Copy every line, word for word, from the line that contains "indicate the man in gray" through the line that contains "column 607, row 242", both of those lines included.

[The data]

===

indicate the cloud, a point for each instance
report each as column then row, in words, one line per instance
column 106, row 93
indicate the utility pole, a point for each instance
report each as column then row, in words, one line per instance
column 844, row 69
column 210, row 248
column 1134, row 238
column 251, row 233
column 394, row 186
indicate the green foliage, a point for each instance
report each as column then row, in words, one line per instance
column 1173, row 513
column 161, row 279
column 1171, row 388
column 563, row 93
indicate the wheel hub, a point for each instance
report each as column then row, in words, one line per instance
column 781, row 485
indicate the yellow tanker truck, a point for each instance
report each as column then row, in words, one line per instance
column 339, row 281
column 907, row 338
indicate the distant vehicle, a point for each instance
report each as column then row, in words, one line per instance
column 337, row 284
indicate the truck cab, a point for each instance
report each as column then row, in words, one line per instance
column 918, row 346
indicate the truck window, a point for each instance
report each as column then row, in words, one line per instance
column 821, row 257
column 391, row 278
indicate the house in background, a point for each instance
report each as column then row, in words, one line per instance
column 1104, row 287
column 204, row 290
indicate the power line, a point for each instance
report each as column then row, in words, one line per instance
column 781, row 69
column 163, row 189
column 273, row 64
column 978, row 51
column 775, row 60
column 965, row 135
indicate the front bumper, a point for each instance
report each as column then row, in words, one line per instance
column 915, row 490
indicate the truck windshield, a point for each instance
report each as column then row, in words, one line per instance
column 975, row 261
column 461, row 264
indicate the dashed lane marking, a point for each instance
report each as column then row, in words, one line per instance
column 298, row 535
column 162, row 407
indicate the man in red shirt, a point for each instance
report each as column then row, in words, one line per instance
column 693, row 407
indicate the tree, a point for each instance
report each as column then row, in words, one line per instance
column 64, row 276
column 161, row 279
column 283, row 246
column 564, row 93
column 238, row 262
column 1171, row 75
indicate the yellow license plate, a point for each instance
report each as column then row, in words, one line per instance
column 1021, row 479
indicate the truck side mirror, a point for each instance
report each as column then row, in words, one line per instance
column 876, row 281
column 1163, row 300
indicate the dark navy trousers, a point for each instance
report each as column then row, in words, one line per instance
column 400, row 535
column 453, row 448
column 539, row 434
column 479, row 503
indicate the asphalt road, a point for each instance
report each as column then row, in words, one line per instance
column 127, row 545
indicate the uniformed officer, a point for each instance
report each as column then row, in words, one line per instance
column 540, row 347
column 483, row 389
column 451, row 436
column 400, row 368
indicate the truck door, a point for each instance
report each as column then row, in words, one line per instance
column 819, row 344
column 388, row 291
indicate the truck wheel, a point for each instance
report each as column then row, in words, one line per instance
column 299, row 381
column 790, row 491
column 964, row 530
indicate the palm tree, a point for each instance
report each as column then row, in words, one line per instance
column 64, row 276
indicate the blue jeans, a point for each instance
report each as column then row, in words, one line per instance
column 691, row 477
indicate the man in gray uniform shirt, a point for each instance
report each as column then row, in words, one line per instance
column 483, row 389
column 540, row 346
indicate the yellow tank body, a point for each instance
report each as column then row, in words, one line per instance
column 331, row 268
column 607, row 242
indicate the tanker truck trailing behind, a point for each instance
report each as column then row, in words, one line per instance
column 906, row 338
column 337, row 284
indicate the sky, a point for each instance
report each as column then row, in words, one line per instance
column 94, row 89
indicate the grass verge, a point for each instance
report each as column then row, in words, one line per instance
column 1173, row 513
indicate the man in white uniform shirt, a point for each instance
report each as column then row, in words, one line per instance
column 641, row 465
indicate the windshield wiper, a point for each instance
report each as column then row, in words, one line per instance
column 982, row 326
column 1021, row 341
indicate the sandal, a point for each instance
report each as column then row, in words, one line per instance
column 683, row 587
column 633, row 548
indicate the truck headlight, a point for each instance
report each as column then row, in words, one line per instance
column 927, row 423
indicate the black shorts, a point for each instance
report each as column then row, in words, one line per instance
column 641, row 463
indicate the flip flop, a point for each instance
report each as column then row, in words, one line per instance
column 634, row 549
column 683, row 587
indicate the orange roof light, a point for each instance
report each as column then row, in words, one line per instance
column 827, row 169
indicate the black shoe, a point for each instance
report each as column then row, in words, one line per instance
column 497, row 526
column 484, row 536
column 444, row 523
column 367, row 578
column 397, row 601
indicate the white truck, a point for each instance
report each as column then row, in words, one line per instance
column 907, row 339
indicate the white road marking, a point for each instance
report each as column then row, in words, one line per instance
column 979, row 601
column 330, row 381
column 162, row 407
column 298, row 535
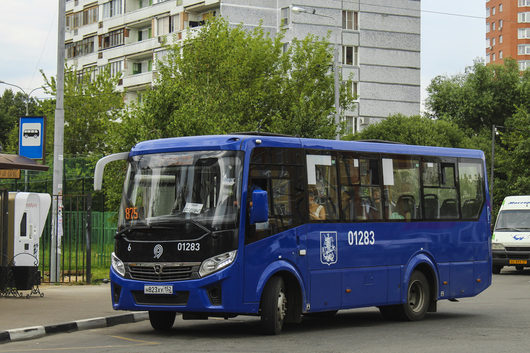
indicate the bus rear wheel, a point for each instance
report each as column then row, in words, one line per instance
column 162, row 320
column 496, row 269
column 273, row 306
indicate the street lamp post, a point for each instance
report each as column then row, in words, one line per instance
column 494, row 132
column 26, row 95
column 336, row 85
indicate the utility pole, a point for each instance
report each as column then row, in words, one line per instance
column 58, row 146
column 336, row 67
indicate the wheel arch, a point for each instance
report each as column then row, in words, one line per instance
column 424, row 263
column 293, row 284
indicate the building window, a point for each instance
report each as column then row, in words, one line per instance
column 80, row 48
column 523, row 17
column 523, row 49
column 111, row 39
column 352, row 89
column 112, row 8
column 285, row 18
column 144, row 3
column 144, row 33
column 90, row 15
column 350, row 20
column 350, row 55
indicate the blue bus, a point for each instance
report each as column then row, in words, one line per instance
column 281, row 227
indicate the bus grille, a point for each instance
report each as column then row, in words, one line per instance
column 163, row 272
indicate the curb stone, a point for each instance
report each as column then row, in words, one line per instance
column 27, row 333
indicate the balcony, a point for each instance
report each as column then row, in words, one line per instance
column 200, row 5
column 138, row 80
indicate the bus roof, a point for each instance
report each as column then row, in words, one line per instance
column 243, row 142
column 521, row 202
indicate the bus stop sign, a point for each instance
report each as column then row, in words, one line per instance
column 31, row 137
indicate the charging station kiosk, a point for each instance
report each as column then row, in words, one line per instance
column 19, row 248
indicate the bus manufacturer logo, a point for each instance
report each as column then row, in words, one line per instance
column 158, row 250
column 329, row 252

===

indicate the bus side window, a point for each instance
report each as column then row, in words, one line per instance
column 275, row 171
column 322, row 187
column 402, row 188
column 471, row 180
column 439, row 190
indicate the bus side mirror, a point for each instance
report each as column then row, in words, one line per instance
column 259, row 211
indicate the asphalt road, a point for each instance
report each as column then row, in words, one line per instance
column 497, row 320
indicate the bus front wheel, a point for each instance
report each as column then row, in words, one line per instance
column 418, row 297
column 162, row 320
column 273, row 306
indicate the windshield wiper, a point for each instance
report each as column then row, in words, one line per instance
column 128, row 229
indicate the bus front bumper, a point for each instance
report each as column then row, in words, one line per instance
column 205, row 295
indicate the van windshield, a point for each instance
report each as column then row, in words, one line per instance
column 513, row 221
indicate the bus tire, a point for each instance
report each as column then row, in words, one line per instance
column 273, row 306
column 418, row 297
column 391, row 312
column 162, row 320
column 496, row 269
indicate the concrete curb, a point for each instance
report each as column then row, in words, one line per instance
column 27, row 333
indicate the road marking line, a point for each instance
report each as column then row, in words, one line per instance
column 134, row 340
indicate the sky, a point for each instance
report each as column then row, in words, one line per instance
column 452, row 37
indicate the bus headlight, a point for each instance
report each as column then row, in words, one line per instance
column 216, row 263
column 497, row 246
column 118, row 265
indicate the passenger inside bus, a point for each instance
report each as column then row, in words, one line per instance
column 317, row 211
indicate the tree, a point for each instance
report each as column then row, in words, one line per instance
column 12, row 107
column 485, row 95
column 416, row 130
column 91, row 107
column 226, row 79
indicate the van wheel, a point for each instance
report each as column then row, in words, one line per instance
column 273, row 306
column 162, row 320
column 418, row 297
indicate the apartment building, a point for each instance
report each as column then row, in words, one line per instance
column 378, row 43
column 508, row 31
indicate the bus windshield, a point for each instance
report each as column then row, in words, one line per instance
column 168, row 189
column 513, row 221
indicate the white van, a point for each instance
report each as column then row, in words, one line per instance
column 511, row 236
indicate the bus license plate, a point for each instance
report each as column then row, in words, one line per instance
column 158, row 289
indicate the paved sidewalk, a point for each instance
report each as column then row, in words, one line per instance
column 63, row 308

===

[Final answer]
indicate the man in gray uniform shirt, a point for each instance
report each as column then row, in words, one line per instance
column 483, row 389
column 540, row 346
indicate the yellow tank body, a point for each instance
report each as column then row, in words, one line per instance
column 331, row 268
column 607, row 242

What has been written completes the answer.